━━━ Records for processing
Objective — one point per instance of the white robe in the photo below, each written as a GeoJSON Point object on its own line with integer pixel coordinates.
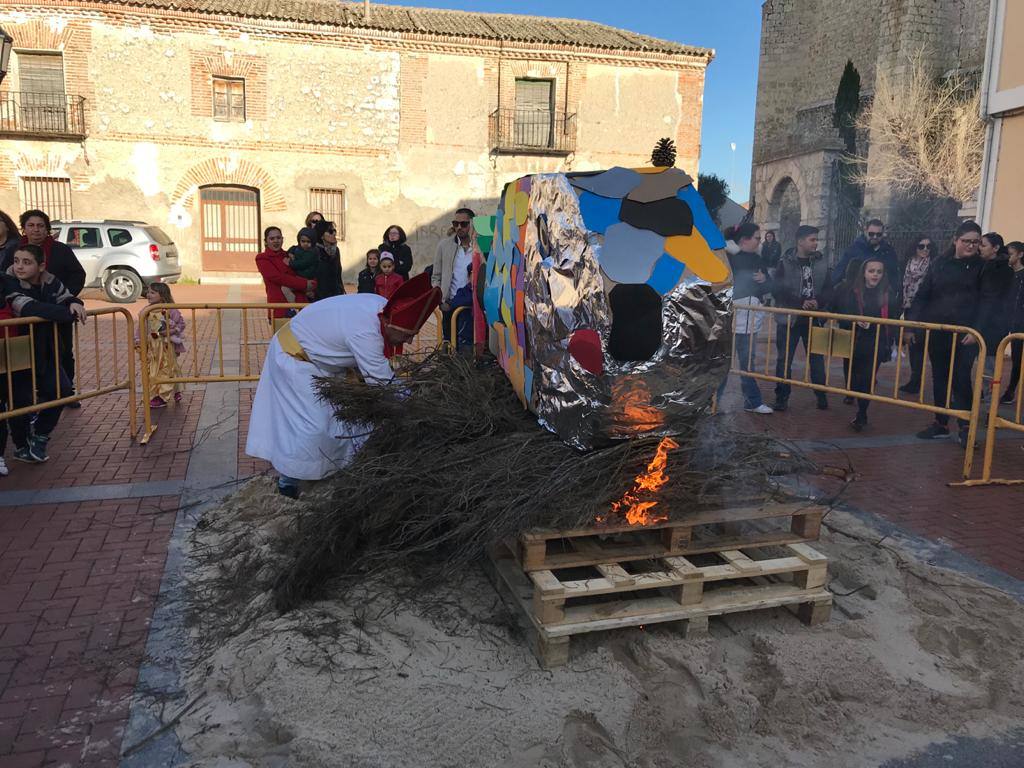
{"type": "Point", "coordinates": [290, 426]}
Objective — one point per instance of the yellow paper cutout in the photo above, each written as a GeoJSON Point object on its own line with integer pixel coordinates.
{"type": "Point", "coordinates": [692, 250]}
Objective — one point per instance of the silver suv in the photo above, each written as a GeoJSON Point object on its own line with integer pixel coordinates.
{"type": "Point", "coordinates": [122, 257]}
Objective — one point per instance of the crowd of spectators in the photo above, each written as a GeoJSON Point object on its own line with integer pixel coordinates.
{"type": "Point", "coordinates": [977, 282]}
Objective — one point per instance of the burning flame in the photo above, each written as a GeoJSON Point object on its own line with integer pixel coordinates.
{"type": "Point", "coordinates": [639, 512]}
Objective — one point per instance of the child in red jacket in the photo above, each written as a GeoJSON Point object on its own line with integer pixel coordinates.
{"type": "Point", "coordinates": [388, 281]}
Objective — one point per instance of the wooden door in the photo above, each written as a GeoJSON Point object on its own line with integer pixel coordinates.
{"type": "Point", "coordinates": [229, 222]}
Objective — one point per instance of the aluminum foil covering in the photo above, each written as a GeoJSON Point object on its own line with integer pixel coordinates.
{"type": "Point", "coordinates": [589, 359]}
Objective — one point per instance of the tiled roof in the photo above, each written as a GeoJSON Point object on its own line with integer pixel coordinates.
{"type": "Point", "coordinates": [433, 22]}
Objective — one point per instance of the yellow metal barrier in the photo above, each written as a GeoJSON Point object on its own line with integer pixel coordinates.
{"type": "Point", "coordinates": [218, 372]}
{"type": "Point", "coordinates": [995, 421]}
{"type": "Point", "coordinates": [833, 342]}
{"type": "Point", "coordinates": [18, 358]}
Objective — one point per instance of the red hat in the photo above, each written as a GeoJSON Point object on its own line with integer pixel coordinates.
{"type": "Point", "coordinates": [412, 304]}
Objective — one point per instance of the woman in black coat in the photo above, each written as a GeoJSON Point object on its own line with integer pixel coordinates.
{"type": "Point", "coordinates": [394, 243]}
{"type": "Point", "coordinates": [869, 296]}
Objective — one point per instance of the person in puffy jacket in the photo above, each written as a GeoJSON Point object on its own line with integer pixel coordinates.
{"type": "Point", "coordinates": [950, 294]}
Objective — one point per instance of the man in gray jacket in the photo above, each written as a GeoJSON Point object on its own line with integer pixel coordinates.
{"type": "Point", "coordinates": [452, 263]}
{"type": "Point", "coordinates": [801, 281]}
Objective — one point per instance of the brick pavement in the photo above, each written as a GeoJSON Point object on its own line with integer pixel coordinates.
{"type": "Point", "coordinates": [80, 578]}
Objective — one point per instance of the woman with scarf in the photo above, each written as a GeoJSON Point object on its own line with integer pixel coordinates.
{"type": "Point", "coordinates": [923, 252]}
{"type": "Point", "coordinates": [867, 296]}
{"type": "Point", "coordinates": [329, 280]}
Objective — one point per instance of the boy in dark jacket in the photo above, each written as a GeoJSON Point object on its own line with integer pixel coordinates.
{"type": "Point", "coordinates": [949, 294]}
{"type": "Point", "coordinates": [801, 281]}
{"type": "Point", "coordinates": [33, 292]}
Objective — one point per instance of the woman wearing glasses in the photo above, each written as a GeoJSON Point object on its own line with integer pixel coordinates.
{"type": "Point", "coordinates": [922, 253]}
{"type": "Point", "coordinates": [949, 294]}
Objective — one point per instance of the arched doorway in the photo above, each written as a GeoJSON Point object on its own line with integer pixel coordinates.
{"type": "Point", "coordinates": [230, 228]}
{"type": "Point", "coordinates": [785, 204]}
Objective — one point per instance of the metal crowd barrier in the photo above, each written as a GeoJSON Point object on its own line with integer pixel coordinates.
{"type": "Point", "coordinates": [995, 421]}
{"type": "Point", "coordinates": [203, 371]}
{"type": "Point", "coordinates": [832, 342]}
{"type": "Point", "coordinates": [20, 370]}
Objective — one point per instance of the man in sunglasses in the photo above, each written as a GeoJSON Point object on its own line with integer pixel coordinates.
{"type": "Point", "coordinates": [452, 263]}
{"type": "Point", "coordinates": [871, 244]}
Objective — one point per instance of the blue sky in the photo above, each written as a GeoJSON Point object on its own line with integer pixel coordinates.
{"type": "Point", "coordinates": [732, 28]}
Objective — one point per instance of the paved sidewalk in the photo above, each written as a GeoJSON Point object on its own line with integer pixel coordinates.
{"type": "Point", "coordinates": [90, 542]}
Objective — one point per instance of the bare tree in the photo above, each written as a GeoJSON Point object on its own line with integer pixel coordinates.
{"type": "Point", "coordinates": [927, 134]}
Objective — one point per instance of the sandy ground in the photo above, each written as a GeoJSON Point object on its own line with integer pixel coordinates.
{"type": "Point", "coordinates": [913, 654]}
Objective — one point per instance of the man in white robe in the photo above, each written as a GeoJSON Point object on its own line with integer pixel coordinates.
{"type": "Point", "coordinates": [290, 426]}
━━━━━━
**Task requirements**
Type the records out again in full, exactly, with each picture omitted.

**Answer for this exercise**
Objective — one point per instance of the white robe in the photo below, each written as a GeoJSON Point object on its own line with integer pixel coordinates.
{"type": "Point", "coordinates": [290, 426]}
Objective — one point per instance of the yellow paper cutout in the photo above, each written as a GeoJSON Point object on its own line with integer pixel coordinates.
{"type": "Point", "coordinates": [692, 250]}
Objective — one point per instance of the silver suv in the photo above, each written as a GeoJSON Point object on its own line with integer pixel coordinates.
{"type": "Point", "coordinates": [122, 257]}
Objective — one point per instance of the crowd of spectators in the photo above, each written as a GeoJSON Point object on its own line with integer pixel coordinates.
{"type": "Point", "coordinates": [977, 282]}
Objective — one point per instance of the burning flame in the photo above, each written as a GeoJSON Point object on its own line with integer pixel coordinates.
{"type": "Point", "coordinates": [639, 512]}
Objective — one point per instance of the child in red jacket in the photo above, each written as a GeoJSON Point object on its own line with integer pixel coordinates.
{"type": "Point", "coordinates": [388, 281]}
Objective — one point per instance of the wooden door in the photo above, each written as a GeoJSON Point object on its own line with integer pixel coordinates.
{"type": "Point", "coordinates": [229, 222]}
Objective — one point per instance of the aluminum foil covering in the photo above, each written as a GeoJSON Point object on its own line with integer pixel coordinates.
{"type": "Point", "coordinates": [589, 359]}
Objective — one point per instance of the tiled roof in the photo above, each written as a GeoJSON Point object on its own line with integer pixel coordinates.
{"type": "Point", "coordinates": [433, 22]}
Objective — one point per instance of the yellow metal barrier in the photo above, each written as a GeoJSON Point object on its own line with integer pixel coordinates.
{"type": "Point", "coordinates": [218, 372]}
{"type": "Point", "coordinates": [995, 421]}
{"type": "Point", "coordinates": [833, 342]}
{"type": "Point", "coordinates": [18, 358]}
Objective — one point per instance of the red hat in the photo above, each written as a GeoJSON Point object on its own line with integer pixel coordinates.
{"type": "Point", "coordinates": [412, 304]}
Objective — one point per instance of the woman in black coat in the photo above, each written as a GeoJSON Point object on its own line with integer pixel coordinates.
{"type": "Point", "coordinates": [394, 243]}
{"type": "Point", "coordinates": [869, 296]}
Objective — one point per instance of the person in puffy jacket in the photo above, each written as a GeoJSON Point object on its own line with integer pixel coordinates.
{"type": "Point", "coordinates": [950, 294]}
Objective — one point per instance of the man in gray jacket in the photo above, each written as a GeoJSON Point object on its own line with integer pixel coordinates.
{"type": "Point", "coordinates": [452, 263]}
{"type": "Point", "coordinates": [801, 281]}
Objective — one point per instance of the brick pavement in the photo above, each written as a GeoJSON Point object on its own line with integer pixel coordinates.
{"type": "Point", "coordinates": [80, 578]}
Objective — one point per instance of the woman with scarf in the photo above, each written as a GeoJSON Point object on its own line with integer pixel coordinates.
{"type": "Point", "coordinates": [923, 252]}
{"type": "Point", "coordinates": [867, 296]}
{"type": "Point", "coordinates": [329, 280]}
Objective — one point per instance of the boy in dark jacket in the photo above, each written as a GeoJSON Point object on its own line with integer pixel coordinates.
{"type": "Point", "coordinates": [949, 294]}
{"type": "Point", "coordinates": [801, 281]}
{"type": "Point", "coordinates": [33, 292]}
Objective — one point per instance of the woman wearing glasses in the photo above, each written as a GeoJSON Point object on its own line with integer pixel coordinates.
{"type": "Point", "coordinates": [922, 253]}
{"type": "Point", "coordinates": [949, 294]}
Objective — one point per instance of the arched doorway in the photo above, each written as a GeoJSON Point object on its own line with integer pixel coordinates.
{"type": "Point", "coordinates": [230, 228]}
{"type": "Point", "coordinates": [785, 204]}
Objective — one point per instance of the metal crowd barrier in the photo above, each written as a GeoJSON Point object on its own line with integer pixel coordinates.
{"type": "Point", "coordinates": [995, 421]}
{"type": "Point", "coordinates": [203, 371]}
{"type": "Point", "coordinates": [832, 342]}
{"type": "Point", "coordinates": [20, 370]}
Objective — one point per instance of the man in sunglasses in the photo above, each written as a GeoJSON Point object on its own line with integer pixel coordinates.
{"type": "Point", "coordinates": [452, 263]}
{"type": "Point", "coordinates": [871, 244]}
Objective — one point per instance of the blue sky in the photo above, each written as a GeoJSON Point object on its own line with integer pixel coordinates.
{"type": "Point", "coordinates": [732, 28]}
Objective — one point per instance of the paved sidewalk in the photo above, each written as a GeoJSON Point object on its own line with integer pixel coordinates.
{"type": "Point", "coordinates": [90, 542]}
Objective — one point per instance of the bare tree in the photo above, each written as a GeoJSON Point object on its own line with integer pixel coordinates.
{"type": "Point", "coordinates": [927, 134]}
Objective — one point per instance of the sandy ground in the photo above, each written as a GeoJSON Point object on its own line with integer pixel coordinates.
{"type": "Point", "coordinates": [913, 654]}
Objective — one point per instance of the man in white robe in the photo above, each written as a GeoJSON Point object on its own line with integer pixel coordinates.
{"type": "Point", "coordinates": [290, 426]}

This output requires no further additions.